>> BEGIN Task input

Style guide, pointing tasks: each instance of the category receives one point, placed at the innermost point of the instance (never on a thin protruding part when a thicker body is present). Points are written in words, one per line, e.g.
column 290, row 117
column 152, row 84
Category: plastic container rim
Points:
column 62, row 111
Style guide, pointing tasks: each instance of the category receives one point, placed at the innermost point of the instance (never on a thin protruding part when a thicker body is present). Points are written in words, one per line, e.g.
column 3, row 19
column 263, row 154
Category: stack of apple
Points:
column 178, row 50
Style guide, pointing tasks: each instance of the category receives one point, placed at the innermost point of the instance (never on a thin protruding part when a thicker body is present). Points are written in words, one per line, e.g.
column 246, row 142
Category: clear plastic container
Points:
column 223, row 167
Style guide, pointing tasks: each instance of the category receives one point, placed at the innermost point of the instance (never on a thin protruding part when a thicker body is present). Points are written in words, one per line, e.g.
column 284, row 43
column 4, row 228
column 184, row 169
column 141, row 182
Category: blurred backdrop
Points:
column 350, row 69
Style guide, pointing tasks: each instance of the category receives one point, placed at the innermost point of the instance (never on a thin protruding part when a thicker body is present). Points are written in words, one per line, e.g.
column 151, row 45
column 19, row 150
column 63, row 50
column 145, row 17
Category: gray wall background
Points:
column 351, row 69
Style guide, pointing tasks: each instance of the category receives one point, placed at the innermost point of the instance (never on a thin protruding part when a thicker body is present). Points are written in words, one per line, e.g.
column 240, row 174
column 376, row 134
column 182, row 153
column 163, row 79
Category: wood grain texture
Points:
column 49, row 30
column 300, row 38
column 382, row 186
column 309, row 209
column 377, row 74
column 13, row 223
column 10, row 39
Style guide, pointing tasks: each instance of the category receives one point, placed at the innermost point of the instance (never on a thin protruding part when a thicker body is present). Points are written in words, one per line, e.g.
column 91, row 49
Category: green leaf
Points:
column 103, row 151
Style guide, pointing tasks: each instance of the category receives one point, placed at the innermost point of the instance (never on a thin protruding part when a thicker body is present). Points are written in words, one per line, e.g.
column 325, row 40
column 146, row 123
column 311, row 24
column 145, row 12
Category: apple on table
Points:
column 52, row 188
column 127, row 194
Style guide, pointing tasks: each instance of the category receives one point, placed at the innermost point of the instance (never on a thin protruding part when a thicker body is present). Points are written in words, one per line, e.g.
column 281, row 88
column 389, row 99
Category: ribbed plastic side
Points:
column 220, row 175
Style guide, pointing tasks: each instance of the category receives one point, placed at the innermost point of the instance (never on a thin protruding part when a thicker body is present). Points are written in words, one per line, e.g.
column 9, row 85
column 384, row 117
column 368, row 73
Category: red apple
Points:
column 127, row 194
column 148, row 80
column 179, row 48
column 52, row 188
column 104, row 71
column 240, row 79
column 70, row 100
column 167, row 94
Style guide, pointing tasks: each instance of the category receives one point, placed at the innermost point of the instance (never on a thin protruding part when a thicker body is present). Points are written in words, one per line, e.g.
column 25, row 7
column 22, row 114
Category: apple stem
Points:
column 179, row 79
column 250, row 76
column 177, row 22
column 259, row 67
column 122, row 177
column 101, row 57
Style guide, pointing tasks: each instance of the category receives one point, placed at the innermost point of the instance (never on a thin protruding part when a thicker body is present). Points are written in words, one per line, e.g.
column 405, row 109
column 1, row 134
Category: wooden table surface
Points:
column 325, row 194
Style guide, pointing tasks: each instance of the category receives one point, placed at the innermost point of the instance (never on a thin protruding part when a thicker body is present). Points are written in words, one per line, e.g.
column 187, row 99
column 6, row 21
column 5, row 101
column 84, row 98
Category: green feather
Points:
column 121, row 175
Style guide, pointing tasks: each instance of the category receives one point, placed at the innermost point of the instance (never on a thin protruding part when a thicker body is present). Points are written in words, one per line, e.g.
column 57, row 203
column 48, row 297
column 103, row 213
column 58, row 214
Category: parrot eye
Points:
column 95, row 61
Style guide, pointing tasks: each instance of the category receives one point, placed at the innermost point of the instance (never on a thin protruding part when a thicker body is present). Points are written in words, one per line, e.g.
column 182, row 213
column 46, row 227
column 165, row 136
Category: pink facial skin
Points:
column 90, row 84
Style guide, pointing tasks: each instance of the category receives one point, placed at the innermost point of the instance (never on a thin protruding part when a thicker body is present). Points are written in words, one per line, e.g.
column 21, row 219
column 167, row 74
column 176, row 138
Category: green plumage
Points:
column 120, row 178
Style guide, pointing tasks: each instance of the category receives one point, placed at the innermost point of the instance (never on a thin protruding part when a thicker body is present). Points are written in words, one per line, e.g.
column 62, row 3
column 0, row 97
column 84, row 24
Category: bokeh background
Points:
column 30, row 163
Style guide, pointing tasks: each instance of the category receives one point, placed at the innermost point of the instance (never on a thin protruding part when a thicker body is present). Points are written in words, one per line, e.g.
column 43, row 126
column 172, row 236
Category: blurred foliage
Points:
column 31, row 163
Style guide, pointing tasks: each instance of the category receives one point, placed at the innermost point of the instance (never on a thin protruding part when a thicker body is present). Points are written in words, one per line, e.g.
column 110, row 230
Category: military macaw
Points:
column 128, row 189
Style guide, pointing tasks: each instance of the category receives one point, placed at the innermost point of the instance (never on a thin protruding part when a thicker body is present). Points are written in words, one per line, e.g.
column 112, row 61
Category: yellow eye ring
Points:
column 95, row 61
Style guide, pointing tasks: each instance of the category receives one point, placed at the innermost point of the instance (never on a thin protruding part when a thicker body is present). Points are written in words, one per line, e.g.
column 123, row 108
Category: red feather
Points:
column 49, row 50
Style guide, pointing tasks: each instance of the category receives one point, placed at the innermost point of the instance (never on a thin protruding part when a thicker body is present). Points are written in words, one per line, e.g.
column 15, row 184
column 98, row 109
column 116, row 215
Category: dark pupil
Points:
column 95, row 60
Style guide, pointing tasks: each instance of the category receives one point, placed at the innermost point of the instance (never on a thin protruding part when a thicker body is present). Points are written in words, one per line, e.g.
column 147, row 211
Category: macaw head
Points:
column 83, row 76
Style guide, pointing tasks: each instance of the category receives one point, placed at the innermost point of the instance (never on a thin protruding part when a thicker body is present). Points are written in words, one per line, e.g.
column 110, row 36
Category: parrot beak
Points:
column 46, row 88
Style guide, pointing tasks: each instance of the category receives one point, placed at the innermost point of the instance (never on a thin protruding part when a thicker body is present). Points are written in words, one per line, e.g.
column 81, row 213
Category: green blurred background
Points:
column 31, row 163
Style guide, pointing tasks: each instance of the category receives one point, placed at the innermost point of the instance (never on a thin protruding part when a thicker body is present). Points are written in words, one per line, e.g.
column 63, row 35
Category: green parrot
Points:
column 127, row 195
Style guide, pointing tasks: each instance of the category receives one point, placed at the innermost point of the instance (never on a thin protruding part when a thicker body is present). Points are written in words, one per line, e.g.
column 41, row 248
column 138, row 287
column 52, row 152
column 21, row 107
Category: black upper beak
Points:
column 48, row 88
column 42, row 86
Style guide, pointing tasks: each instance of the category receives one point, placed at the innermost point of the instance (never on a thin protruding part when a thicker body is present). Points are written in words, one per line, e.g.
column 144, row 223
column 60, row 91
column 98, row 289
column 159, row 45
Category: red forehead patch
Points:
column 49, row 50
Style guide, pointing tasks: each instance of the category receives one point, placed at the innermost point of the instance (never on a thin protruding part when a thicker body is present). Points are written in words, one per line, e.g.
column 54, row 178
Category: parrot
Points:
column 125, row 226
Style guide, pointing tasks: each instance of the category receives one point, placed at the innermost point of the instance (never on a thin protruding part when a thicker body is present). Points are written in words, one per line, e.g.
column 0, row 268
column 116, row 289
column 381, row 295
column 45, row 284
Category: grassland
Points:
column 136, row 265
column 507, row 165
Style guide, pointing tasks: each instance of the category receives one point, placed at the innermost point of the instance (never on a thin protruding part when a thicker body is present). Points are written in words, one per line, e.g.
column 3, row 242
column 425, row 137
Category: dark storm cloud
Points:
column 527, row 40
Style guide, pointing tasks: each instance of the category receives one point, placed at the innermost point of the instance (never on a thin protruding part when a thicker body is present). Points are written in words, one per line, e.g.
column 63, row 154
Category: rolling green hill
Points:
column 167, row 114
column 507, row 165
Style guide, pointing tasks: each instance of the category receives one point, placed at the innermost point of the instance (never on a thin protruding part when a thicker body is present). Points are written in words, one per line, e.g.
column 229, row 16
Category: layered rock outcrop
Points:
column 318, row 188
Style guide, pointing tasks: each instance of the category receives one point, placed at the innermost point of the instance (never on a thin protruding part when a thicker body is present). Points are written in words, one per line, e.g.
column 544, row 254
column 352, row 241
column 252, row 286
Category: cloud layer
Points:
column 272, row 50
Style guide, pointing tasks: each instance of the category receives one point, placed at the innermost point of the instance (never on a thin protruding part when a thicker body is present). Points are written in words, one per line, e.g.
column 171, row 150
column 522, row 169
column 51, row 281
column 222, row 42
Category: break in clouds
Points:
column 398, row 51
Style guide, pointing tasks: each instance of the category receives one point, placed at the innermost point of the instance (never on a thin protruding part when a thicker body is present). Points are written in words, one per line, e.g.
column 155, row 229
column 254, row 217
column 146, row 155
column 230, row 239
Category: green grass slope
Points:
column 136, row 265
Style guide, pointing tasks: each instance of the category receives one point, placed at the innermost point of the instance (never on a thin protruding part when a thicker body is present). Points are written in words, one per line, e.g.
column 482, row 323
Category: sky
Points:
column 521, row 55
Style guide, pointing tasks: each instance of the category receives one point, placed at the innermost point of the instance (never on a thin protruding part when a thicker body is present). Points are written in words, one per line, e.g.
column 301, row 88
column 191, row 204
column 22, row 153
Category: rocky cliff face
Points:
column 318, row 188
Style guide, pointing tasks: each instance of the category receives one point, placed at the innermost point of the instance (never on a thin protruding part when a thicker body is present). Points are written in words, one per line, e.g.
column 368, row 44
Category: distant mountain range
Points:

>> END Task input

*Brief*
Pick out each line of the material above that contains the word "apple", and copy those lines.

*Answer to this exercise*
Category: stack of apple
Category: apple on table
Category: red apple
Category: apple stem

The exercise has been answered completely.